* EXERCISE DIRECTIONS:
Write out the whole listing again, exactly.

Detection examples
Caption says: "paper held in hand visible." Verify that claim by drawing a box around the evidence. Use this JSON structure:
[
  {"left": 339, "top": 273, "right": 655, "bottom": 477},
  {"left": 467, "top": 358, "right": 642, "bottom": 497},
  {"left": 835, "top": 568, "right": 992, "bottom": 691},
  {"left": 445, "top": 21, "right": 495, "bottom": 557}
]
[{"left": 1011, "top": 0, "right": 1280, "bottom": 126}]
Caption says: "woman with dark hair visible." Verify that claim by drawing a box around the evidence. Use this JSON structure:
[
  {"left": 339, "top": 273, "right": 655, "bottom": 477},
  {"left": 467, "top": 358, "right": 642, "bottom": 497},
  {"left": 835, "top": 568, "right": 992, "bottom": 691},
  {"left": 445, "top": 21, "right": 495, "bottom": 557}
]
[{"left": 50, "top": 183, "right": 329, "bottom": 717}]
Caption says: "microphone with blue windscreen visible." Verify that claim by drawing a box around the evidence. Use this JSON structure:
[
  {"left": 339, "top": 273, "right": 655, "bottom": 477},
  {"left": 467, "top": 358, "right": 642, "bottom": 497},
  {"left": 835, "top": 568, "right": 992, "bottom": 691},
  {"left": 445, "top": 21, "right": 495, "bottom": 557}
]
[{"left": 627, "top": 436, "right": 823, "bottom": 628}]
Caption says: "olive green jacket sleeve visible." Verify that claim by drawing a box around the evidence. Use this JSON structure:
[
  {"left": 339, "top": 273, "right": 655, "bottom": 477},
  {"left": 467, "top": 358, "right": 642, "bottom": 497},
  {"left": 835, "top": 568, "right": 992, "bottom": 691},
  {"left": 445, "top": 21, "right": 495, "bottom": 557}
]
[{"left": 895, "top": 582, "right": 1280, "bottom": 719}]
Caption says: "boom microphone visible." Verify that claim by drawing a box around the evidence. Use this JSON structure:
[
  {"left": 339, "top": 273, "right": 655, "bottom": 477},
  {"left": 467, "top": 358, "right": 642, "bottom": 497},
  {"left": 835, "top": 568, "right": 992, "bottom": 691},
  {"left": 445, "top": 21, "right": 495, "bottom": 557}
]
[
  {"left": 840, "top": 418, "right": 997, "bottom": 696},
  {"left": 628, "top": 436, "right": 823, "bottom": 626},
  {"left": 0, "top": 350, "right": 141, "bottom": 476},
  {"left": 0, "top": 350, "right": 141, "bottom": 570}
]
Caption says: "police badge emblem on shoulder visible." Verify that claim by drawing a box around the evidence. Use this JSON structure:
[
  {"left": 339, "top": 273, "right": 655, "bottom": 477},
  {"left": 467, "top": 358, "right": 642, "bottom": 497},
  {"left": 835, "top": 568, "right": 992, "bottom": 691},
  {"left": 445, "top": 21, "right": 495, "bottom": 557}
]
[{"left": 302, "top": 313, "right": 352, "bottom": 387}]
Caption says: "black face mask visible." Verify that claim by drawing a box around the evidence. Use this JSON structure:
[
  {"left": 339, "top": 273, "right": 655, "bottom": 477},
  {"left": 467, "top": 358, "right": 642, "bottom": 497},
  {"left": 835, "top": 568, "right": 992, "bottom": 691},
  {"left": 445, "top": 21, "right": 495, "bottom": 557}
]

* THE ANSWER:
Caption says: "paper held in hand visible." Verify that claim by drawing a box around the evidence. Use this JSON structure:
[
  {"left": 339, "top": 273, "right": 655, "bottom": 477},
  {"left": 467, "top": 358, "right": 642, "bottom": 497},
  {"left": 835, "top": 568, "right": 992, "bottom": 691},
  {"left": 445, "top": 21, "right": 495, "bottom": 557}
]
[{"left": 1011, "top": 0, "right": 1280, "bottom": 126}]
Caption says: "woman with dark hair visible." Verify that claim by drawing a box around the evidence. Use this JSON structure:
[
  {"left": 339, "top": 273, "right": 655, "bottom": 477},
  {"left": 467, "top": 358, "right": 642, "bottom": 497},
  {"left": 835, "top": 568, "right": 992, "bottom": 691},
  {"left": 445, "top": 21, "right": 495, "bottom": 557}
]
[{"left": 50, "top": 183, "right": 329, "bottom": 717}]
Caption says: "microphone with blue windscreen visible." Verify that claim by drawing a box around the evidence. Use this JSON structure:
[
  {"left": 339, "top": 273, "right": 655, "bottom": 477},
  {"left": 467, "top": 358, "right": 642, "bottom": 497},
  {"left": 835, "top": 568, "right": 992, "bottom": 691},
  {"left": 445, "top": 21, "right": 495, "bottom": 557}
]
[{"left": 627, "top": 436, "right": 823, "bottom": 628}]
Caption says: "olive green jacket sleeve visible." Verify that claim by drawing a box around the evidence. Use this JSON structure:
[
  {"left": 339, "top": 273, "right": 655, "bottom": 477},
  {"left": 467, "top": 358, "right": 642, "bottom": 497},
  {"left": 835, "top": 568, "right": 992, "bottom": 691},
  {"left": 445, "top": 21, "right": 495, "bottom": 557}
]
[{"left": 895, "top": 582, "right": 1280, "bottom": 719}]
Caption says: "boom microphone visible." Verify that claim by drawing a box around the evidence. Use this JSON structure:
[
  {"left": 339, "top": 273, "right": 655, "bottom": 477},
  {"left": 467, "top": 358, "right": 642, "bottom": 497},
  {"left": 835, "top": 568, "right": 992, "bottom": 691},
  {"left": 445, "top": 21, "right": 495, "bottom": 557}
]
[
  {"left": 840, "top": 418, "right": 997, "bottom": 696},
  {"left": 628, "top": 436, "right": 823, "bottom": 626},
  {"left": 0, "top": 350, "right": 141, "bottom": 476},
  {"left": 0, "top": 350, "right": 141, "bottom": 570}
]
Caption says: "police badge emblem on shoulder visible." Verify that claim by drawing a box around the evidence. Use this JSON structure:
[
  {"left": 339, "top": 273, "right": 655, "bottom": 477},
  {"left": 467, "top": 358, "right": 642, "bottom": 497},
  {"left": 835, "top": 568, "right": 992, "bottom": 691},
  {"left": 445, "top": 21, "right": 495, "bottom": 557}
]
[{"left": 302, "top": 313, "right": 352, "bottom": 387}]
Caption says: "black face mask visible." Verify that claim by drawing a box around the evidence. Use this JSON structure:
[
  {"left": 339, "top": 273, "right": 655, "bottom": 477},
  {"left": 467, "top": 358, "right": 642, "bottom": 497},
  {"left": 835, "top": 568, "right": 992, "bottom": 691},
  {"left": 445, "top": 21, "right": 495, "bottom": 557}
]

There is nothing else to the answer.